[Saved entries]
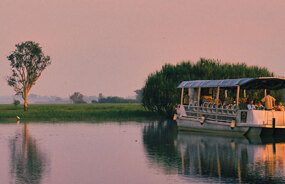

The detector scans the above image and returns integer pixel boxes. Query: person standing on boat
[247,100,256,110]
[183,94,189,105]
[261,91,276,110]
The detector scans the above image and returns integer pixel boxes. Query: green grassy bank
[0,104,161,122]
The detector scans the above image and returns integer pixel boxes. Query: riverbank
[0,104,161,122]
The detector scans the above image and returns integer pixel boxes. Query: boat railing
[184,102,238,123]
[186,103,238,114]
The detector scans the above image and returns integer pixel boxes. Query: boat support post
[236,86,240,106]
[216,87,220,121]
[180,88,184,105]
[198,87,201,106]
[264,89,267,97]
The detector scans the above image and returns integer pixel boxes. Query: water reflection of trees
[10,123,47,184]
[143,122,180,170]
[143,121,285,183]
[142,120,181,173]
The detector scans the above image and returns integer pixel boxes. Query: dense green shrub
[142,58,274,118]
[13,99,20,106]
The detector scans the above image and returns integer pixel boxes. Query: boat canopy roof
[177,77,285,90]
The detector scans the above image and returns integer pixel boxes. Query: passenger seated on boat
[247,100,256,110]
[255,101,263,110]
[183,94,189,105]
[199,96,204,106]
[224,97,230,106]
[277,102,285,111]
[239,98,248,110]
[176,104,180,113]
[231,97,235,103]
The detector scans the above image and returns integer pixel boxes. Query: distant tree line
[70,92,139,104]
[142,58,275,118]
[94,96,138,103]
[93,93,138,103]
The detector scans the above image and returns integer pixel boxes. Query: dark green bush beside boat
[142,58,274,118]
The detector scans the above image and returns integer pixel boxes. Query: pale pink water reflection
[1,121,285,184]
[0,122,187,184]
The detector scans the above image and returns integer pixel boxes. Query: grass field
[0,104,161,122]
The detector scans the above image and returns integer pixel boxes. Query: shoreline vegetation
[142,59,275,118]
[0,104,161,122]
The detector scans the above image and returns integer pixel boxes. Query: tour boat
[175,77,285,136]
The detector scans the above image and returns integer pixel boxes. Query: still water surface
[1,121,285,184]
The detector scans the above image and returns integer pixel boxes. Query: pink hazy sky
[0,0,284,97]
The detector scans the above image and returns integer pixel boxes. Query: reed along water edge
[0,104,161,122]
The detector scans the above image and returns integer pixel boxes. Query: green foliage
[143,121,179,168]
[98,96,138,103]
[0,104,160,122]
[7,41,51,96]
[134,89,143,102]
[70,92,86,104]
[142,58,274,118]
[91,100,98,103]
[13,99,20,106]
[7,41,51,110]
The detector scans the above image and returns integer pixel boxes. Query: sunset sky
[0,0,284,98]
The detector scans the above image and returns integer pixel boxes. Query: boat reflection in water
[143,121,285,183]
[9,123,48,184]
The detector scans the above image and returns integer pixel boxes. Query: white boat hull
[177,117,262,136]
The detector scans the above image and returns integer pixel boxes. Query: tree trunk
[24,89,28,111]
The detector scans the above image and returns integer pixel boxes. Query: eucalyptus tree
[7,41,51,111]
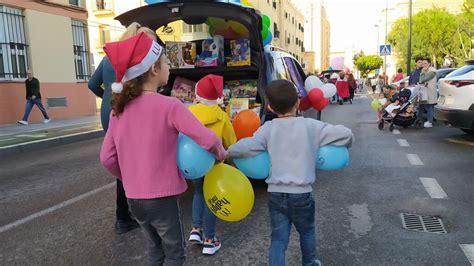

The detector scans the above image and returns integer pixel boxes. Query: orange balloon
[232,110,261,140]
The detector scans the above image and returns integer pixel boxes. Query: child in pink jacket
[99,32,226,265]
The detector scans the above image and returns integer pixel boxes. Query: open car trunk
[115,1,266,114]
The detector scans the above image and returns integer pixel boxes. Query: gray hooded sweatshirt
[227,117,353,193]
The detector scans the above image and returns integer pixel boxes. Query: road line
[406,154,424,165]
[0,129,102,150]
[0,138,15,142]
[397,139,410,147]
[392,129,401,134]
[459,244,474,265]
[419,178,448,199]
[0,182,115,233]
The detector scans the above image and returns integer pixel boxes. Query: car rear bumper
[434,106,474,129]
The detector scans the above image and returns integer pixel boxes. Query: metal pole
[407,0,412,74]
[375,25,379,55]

## TASK OBJECTIVE
Once the pictures are set aside, reproduce the records in full and exactly.

## TASK OUTPUT
The detector scans the above image and returns integer pixel boxes. Query: person standing on boat
[247,100,256,110]
[183,94,189,105]
[261,91,276,110]
The detector scans the above image and returns integer pixel boxes. Query: green grassy bank
[0,104,161,122]
The detector scans the above image and returns integer pixel boxes. Query: riverbank
[0,104,161,122]
The detector scans the above image and returns integer pixel boxes. Query: boat railing
[184,102,238,123]
[186,103,238,114]
The detector scans the above image and returns integer pixel boxes. Query: boat support post
[236,86,240,106]
[216,87,220,121]
[180,88,184,105]
[198,87,201,106]
[264,89,267,97]
The detector scans the above image and returns integer pixel boxes. Query: water reflection of trees
[10,123,47,184]
[143,122,180,170]
[143,121,285,183]
[142,120,181,173]
The detector scans the above image and returns integer pixel boxes. Query: dense green shrub
[142,58,274,118]
[13,99,20,106]
The detector scans the above image and returns integer pixel boxes. Query: boat canopy roof
[177,77,285,90]
The detector scans the above image and returns integer pixel boxes. Query: passenger seated on boat
[247,100,256,110]
[255,101,263,110]
[183,94,189,105]
[199,96,204,106]
[224,97,230,106]
[277,102,285,111]
[239,98,248,110]
[176,104,180,113]
[231,97,235,103]
The detector scans the above image and returns integer pixel boxes. Query: distant tree line
[70,92,139,104]
[142,58,275,118]
[94,96,138,103]
[93,93,138,103]
The detector scans the above image and returns integer pixel boxes. Query: dark green bush beside boat
[142,58,274,118]
The detector scans the above image and returns integer pixel boxes. Query: pale pink water reflection
[1,121,285,184]
[0,122,187,184]
The detector scans the above image and returns integer pixel boxes. Query: grass field
[0,104,161,122]
The detector scans the above image and returns integer pixel boxes. Query: shoreline vegetation
[142,59,275,118]
[0,104,161,122]
The detector scans the above image and returns integer pixel boxes. Query: tour boat
[175,77,285,136]
The detector scans the above image and returns integer pixel boxes. Query: still water surface
[1,121,285,184]
The detector scans the above image and returns integer pixel boxes. Query: pink hazy sky
[0,0,284,97]
The detector scans the above image and returns integer pixel boxes. Query: reed along water edge
[0,104,161,122]
The detector scans the above image and returns integer pixel boxes. Query: green foliage
[143,121,179,168]
[98,96,138,103]
[0,104,160,122]
[7,41,51,96]
[134,89,143,102]
[70,92,86,104]
[142,58,274,118]
[91,100,98,103]
[13,99,20,106]
[7,41,51,110]
The detector scans the above image and returns integer pixel boxes. Query: sunset sky
[0,0,284,98]
The detector scans the above image and returns integer pixel boxes. Query: boat reflection in water
[143,121,285,183]
[9,123,48,184]
The detector scans the above image and returns integer pixel boxes. Query: white boat hull
[177,117,262,136]
The detector scans the above image and returns integer pixel boxes. Query: tree trunk
[24,89,28,111]
The detector scans the above image and returns integer pixel boxes. Query: eucalyptus tree
[7,41,51,111]

The detector scans the above image and returns integer pixel boxes. Query: orange balloon
[232,110,261,140]
The detector scans the above image and returns integer pixel boxes. Query: child in pink jacket
[99,32,226,265]
The detector scans the above image and returns integer pixel boxes. Query: open car trunk
[115,1,266,114]
The detector scans the above image and returns integer pixel boxes. Query: gray hooded sweatshirt
[227,117,353,193]
The detector scans the above image and returns integer pixel boxes. Query: road line
[406,154,424,165]
[0,129,102,150]
[0,138,15,142]
[397,139,410,147]
[392,129,401,134]
[459,244,474,265]
[419,178,448,199]
[0,182,115,233]
The detector scans the above image and returns integer pixel boxes. Query: car rear bumper
[434,106,474,129]
The detector scans the above image and returns integer pixel boxes. Query: metal pole
[407,0,412,74]
[375,25,379,55]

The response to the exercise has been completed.